**Datos mostrados**
· · ·
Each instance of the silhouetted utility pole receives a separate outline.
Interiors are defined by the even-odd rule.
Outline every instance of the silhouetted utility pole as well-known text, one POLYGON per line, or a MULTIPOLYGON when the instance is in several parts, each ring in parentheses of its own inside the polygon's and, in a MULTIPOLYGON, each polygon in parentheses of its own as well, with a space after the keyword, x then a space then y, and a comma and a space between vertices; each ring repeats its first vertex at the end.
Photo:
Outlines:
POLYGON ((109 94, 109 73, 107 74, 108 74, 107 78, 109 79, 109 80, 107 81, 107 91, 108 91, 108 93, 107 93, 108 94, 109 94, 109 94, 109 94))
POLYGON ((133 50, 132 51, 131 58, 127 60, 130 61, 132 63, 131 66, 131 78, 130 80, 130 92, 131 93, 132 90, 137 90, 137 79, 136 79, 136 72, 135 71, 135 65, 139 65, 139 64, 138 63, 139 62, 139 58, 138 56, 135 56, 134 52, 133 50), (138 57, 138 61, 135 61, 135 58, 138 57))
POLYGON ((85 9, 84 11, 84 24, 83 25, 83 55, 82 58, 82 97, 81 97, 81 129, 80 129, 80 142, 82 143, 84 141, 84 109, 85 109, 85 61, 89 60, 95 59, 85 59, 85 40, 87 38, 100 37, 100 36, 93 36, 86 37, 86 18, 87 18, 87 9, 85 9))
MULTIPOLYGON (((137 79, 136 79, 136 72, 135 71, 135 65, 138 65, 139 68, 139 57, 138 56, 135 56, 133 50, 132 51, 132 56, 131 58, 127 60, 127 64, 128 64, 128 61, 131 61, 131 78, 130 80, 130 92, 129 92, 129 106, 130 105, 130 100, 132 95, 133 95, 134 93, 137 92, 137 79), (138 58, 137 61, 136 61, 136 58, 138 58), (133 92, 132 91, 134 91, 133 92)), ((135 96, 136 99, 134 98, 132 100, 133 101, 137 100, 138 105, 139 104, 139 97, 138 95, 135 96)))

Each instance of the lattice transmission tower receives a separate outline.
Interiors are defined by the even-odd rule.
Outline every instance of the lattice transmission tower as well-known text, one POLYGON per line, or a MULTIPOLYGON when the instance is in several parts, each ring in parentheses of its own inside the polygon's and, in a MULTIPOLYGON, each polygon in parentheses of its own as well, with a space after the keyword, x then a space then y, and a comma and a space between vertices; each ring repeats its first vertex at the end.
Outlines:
· · ·
**Ejercicio breve**
Presenta todos los registros anteriores como una lista JSON de cadenas, con una cadena por cada línea y omitiendo las líneas en blanco.

**Respuesta escrita**
[
  "Each instance of the silhouetted utility pole receives a separate outline.",
  "Interiors are defined by the even-odd rule.",
  "Outline every instance of the silhouetted utility pole as well-known text, one POLYGON per line, or a MULTIPOLYGON when the instance is in several parts, each ring in parentheses of its own inside the polygon's and, in a MULTIPOLYGON, each polygon in parentheses of its own as well, with a space after the keyword, x then a space then y, and a comma and a space between vertices; each ring repeats its first vertex at the end.",
  "Photo:",
  "Outlines:",
  "POLYGON ((109 94, 109 73, 107 74, 108 74, 107 78, 109 79, 109 80, 107 81, 107 91, 108 91, 108 93, 107 93, 108 94, 109 94, 109 94, 109 94))",
  "POLYGON ((133 50, 132 51, 131 58, 127 60, 130 61, 132 63, 131 66, 131 78, 130 80, 130 92, 131 93, 132 90, 137 90, 137 79, 136 79, 136 72, 135 71, 135 65, 139 65, 139 64, 138 63, 139 62, 139 58, 138 56, 135 56, 134 52, 133 50), (138 57, 138 61, 135 61, 135 58, 138 57))",
  "POLYGON ((85 9, 84 11, 84 24, 83 25, 83 55, 82 58, 82 97, 81 97, 81 129, 80 129, 80 142, 82 143, 84 141, 84 109, 85 109, 85 61, 89 60, 95 59, 85 59, 85 40, 87 38, 100 37, 100 36, 93 36, 86 37, 86 18, 87 18, 87 9, 85 9))",
  "MULTIPOLYGON (((137 79, 136 79, 136 72, 135 71, 135 65, 138 65, 139 68, 139 57, 138 56, 135 56, 133 50, 132 51, 132 56, 131 58, 127 60, 127 64, 128 64, 128 61, 131 61, 131 78, 130 80, 130 92, 129 92, 129 106, 130 105, 130 100, 132 95, 133 95, 134 93, 137 92, 137 79), (138 58, 137 61, 136 61, 136 58, 138 58), (133 92, 132 91, 134 91, 133 92)), ((135 96, 136 99, 134 98, 132 100, 133 101, 137 100, 138 105, 139 104, 139 97, 138 95, 135 96)))",
  "Each instance of the lattice transmission tower receives a separate outline.",
  "Interiors are defined by the even-odd rule.",
  "Outline every instance of the lattice transmission tower as well-known text, one POLYGON per line, or a MULTIPOLYGON when the instance is in several parts, each ring in parentheses of its own inside the polygon's and, in a MULTIPOLYGON, each polygon in parentheses of its own as well, with a space after the keyword, x then a space then y, and a comma and a space between vertices; each ring repeats its first vertex at the end.",
  "Outlines:"
]